[start]

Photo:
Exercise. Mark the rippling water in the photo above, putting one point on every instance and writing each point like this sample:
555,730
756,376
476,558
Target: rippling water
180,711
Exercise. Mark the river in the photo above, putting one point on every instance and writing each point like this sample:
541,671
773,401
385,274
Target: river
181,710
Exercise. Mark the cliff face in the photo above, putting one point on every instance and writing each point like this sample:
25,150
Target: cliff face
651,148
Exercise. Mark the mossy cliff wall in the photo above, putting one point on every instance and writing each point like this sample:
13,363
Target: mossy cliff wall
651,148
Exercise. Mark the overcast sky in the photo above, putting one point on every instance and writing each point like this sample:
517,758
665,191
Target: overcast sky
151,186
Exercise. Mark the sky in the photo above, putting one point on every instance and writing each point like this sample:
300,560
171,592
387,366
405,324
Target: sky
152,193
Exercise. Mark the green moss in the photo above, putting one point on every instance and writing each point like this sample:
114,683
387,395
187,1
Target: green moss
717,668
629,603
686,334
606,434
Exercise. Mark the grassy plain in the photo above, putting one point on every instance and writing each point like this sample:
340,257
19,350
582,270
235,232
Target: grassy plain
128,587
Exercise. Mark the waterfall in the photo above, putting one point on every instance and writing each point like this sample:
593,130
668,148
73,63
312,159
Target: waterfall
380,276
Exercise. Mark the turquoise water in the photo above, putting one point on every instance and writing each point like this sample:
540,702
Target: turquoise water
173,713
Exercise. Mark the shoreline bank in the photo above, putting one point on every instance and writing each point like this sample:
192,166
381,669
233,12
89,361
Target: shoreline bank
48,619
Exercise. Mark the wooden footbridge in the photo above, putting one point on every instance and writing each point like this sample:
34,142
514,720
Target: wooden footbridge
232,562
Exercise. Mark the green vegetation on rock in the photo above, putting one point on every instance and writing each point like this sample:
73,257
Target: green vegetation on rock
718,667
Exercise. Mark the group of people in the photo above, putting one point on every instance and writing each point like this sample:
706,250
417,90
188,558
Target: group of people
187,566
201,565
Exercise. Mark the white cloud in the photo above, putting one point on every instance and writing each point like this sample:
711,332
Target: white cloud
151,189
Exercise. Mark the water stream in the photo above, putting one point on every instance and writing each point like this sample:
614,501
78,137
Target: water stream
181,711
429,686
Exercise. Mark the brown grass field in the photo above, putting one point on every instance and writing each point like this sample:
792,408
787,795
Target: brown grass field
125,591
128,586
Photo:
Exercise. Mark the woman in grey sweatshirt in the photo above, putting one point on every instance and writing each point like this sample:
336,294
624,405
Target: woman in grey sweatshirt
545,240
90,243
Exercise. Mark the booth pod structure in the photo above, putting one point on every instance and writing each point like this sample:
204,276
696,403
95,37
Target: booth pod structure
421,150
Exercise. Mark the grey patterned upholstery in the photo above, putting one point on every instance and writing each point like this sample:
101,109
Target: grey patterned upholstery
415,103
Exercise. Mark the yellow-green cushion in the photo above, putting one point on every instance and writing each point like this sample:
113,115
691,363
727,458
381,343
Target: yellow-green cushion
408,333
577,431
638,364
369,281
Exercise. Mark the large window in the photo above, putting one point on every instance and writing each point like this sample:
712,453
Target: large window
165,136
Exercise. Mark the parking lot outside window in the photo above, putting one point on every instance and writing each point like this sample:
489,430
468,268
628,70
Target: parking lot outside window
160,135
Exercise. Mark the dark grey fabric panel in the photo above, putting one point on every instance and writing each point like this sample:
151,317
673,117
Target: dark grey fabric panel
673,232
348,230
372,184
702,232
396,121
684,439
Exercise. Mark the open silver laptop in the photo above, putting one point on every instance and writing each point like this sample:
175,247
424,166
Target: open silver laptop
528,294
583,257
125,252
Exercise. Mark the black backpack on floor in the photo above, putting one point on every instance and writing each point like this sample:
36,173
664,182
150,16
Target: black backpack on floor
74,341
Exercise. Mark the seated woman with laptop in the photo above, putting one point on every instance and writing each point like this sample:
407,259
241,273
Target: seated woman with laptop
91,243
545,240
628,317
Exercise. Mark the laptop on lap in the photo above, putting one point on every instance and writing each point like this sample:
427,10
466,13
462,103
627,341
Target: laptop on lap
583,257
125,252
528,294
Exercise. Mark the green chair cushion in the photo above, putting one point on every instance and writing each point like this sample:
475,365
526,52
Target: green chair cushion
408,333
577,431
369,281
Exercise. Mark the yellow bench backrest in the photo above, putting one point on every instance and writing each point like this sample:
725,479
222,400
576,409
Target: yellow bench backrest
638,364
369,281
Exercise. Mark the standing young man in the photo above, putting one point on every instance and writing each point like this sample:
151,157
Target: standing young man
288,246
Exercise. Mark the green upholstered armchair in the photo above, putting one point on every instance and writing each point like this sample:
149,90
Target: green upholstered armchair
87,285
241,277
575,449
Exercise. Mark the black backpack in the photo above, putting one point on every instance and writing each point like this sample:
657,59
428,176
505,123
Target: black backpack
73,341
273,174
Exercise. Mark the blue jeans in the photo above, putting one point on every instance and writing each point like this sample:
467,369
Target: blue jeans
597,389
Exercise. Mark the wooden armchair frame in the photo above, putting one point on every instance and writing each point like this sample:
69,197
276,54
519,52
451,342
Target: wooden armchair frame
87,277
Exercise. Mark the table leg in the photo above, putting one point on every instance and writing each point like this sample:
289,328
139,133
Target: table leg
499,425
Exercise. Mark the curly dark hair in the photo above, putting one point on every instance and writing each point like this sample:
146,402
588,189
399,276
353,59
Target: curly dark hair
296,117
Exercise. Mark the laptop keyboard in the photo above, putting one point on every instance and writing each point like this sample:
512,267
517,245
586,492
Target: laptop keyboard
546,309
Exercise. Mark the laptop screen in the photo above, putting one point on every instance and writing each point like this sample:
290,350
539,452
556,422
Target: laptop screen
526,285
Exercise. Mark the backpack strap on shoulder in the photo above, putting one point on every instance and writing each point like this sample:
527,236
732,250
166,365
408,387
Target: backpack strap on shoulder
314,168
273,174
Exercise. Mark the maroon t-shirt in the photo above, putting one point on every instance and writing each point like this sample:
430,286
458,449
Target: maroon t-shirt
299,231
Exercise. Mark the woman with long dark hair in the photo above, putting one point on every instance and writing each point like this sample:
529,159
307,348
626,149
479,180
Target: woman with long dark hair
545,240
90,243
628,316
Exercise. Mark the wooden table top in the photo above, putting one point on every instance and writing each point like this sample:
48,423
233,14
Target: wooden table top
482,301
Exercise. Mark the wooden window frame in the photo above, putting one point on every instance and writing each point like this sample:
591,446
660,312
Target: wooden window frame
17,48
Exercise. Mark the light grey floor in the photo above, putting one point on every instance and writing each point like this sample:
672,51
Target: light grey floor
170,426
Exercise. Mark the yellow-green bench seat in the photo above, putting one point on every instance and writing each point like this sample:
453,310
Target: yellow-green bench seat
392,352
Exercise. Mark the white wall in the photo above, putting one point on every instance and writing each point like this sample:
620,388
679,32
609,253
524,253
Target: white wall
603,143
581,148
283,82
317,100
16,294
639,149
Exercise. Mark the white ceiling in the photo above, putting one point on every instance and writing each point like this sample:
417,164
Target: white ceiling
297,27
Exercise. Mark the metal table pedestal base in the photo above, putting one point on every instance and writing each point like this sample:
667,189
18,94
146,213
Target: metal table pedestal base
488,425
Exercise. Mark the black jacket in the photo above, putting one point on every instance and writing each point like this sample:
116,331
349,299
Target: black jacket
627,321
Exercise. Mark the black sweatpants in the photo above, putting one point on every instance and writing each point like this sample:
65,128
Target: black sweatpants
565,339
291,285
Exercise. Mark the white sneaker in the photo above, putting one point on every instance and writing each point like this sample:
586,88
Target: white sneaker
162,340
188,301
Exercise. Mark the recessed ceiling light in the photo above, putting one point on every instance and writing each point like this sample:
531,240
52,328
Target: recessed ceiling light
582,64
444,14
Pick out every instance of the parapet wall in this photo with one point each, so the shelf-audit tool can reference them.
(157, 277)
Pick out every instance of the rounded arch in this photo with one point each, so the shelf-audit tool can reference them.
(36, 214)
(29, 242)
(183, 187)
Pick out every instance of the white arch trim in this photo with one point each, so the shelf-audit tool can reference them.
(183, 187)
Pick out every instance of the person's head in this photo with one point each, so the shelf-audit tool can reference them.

[end]

Exercise details =>
Every line from the one containing "Exercise. Mark the light" through the end of the entries above must be echoed exactly, with both ends kept.

The reply =>
Exercise. Mark the light grey floor in the photo above, putting one point on every instance and writing each point like this sample:
672,51
Target: light grey floor
170,426
Exercise. Mark the yellow-green bench seat in the photo above, putting one point on every instance and writing each point like this sample:
453,310
Target: yellow-green bench seat
392,352
Exercise. Mark the white wall in the photo above, putting one point on every instance and writing each point like this sample:
620,388
679,32
609,253
524,253
Target: white wall
603,143
581,148
283,82
317,100
16,294
639,149
Exercise. Mark the white ceiling in the photo above, putting one point on every instance and writing each point like this sample:
417,164
Target: white ceiling
297,27
Exercise. Mark the metal table pedestal base in the photo above, putting one point on every instance and writing each point like this sample:
667,189
18,94
146,213
Target: metal table pedestal base
488,425
Exercise. Mark the black jacket in the photo above, putting one point on every instance and writing each point like this sample:
116,331
349,299
Target: black jacket
627,321
Exercise. Mark the black sweatpants in the photo above, putting one point on every instance and writing each point like this sample:
65,128
Target: black sweatpants
565,339
291,285
Exercise. Mark the white sneaker in the photo above, putting one point on every instance and writing each point like this sample:
586,88
Target: white sneaker
162,340
188,301
Exercise. Mark the recessed ceiling light in the photo above, putting one point on every instance and writing each point like this sample:
531,240
52,328
Target: recessed ceiling light
582,64
444,14
Pick out every instance of the parapet wall in this photo with one point each, so the shelf-audit tool can reference them.
(157, 277)
Pick out every instance of the rounded arch in this photo with one point each, so the shelf-audit tool can reference them.
(36, 214)
(29, 242)
(183, 187)
Pick out every instance of the white arch trim in this photo with one point each, so the shelf-audit tool can reference them.
(183, 187)
Pick out every instance of the person's head in this photo with one point each, so the shelf-audit tool can reference them.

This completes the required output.